**PROVIDED PASSAGE**.
────

Dividends paid by an Israeli company to shareholders residing outside Israel are generally subject to withholding of Israeli income tax at a rate of 25-30%. Such tax rates apply unless a lower rate is provided in a treaty between Israel and the shareholder's country of residence. In our case, the applicable withholding tax rate will also depend on the particular Israeli production facilities that have generated the earnings that are the source of the specific dividend and, accordingly, the applicable rate may change from time to time.
On March 18, 2013 our Board of Directors declared a dividend of US $0.55 per share which was paid on April 17, 2013 to shareholders of record at the close of the NASDAQ Global Select Market on April 4, 2013, and in the aggregate amount of approximately US $3.9 million for 2012. Taxes were withheld at source by the Company as required pursuant to Israeli law.
On March 18, 2014 our Board of Directors declared a dividend of US $1.00 per share payable on April 17, 2014 to shareholders of record at the close of the NASDAQ Global Select Market on April 3, 2014, and in the aggregate amount of approximately US $7.2 million for 2013. Taxes were withheld at source by the Company as required pursuant to Israeli law.
On March 23, 2015 our Board of Directors declared a dividend of US $1.00 per share payable on April 21, 2015 to shareholders of record at the close of the NASDAQ Global Select Market on April 6, 2015, and in the aggregate amount of approximately US $7.3 million for 2014. Taxes were withheld at source by the Company as required pursuant to Israeli law.
On March 21, 2016 our Board of Directors declared a dividend of US $1.00 per share payable on April 14, 2016 to shareholders of record at the close of the NASDAQ Global Select Market on April 4, 2016, and in the aggregate amount of approximately US $7.3 million for 2015. Taxes were withheld at source by the Company as required pursuant to Israeli law.
On March 15, 2017 our Board of Directors declared a dividend of US $1.00 per share payable on April 5, 2017 to shareholders of record at the close of the NASDAQ Global Select Market on March 27, 2017, and in the aggregate amount of approximately US $7.4 million for 2016. Taxes will be withheld at source by the Company as required pursuant to Israeli law.
Holders of our ordinary shares should consult their own tax advisors as to the United States, Israeli or other tax consequences of the receipt of any dividend distributions made to our shareholders, including, in particular, the effect of any foreign, state or local taxes, and of any taxes withheld at source by the Company.
Our management will have broad discretion over the use of the net proceeds from the sale of our ordinary shares pursuant to this prospectus. Unless otherwise indicated in any accompanying prospectus supplement, we intend to use the net proceeds from the sale of our ordinary shares offered by this prospectus for general corporate purposes, which may include, but not be limited to, working capital, capital expenditures and acquisitions.

────

**GIVEN DATA**.
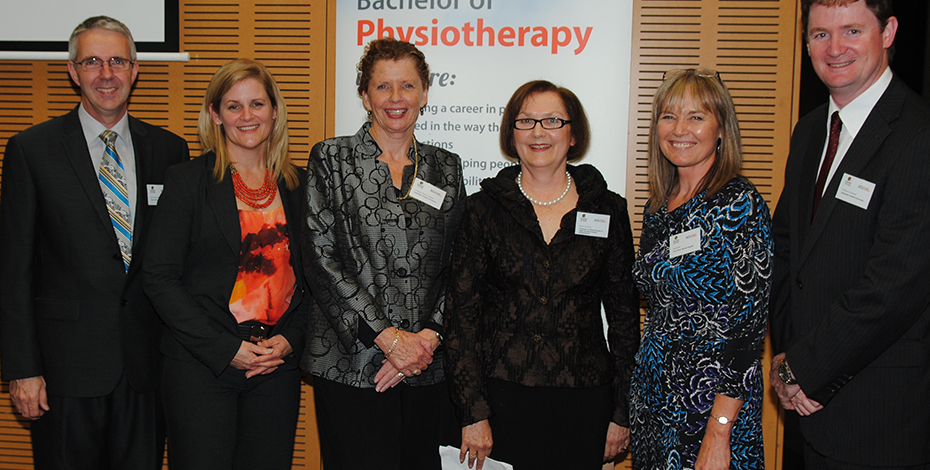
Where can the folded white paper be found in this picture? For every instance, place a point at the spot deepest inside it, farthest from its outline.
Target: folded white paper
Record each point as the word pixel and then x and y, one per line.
pixel 450 461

────

**STATED PROBLEM A**. From the dividend and withholding tax passage, write out the stretch from "Dividends paid by" through "time to time.".
**STATED PROBLEM B**.
Answer these questions using the dividend and withholding tax passage:
(i) At what rate is Israeli income tax generally withheld on dividends paid to shareholders residing outside Israel?
(ii) What per-share dividend did the Board of Directors declare on March 18, 2013?
(iii) For what purposes does the company intend to use the net proceeds from the sale of its ordinary shares, unless a prospectus supplement indicates otherwise?

**WRITTEN RESPONSE A**.
Dividends paid by an Israeli company to shareholders residing outside Israel are generally subject to withholding of Israeli income tax at a rate of 25-30%. Such tax rates apply unless a lower rate is provided in a treaty between Israel and the shareholder's country of residence. In our case, the applicable withholding tax rate will also depend on the particular Israeli production facilities that have generated the earnings that are the source of the specific dividend and, accordingly, the applicable rate may change from time to time.

**WRITTEN RESPONSE B**.
(i) 25-30%
(ii) US $0.55 per share
(iii) General corporate purposes, which may include working capital, capital expenditures and acquisitions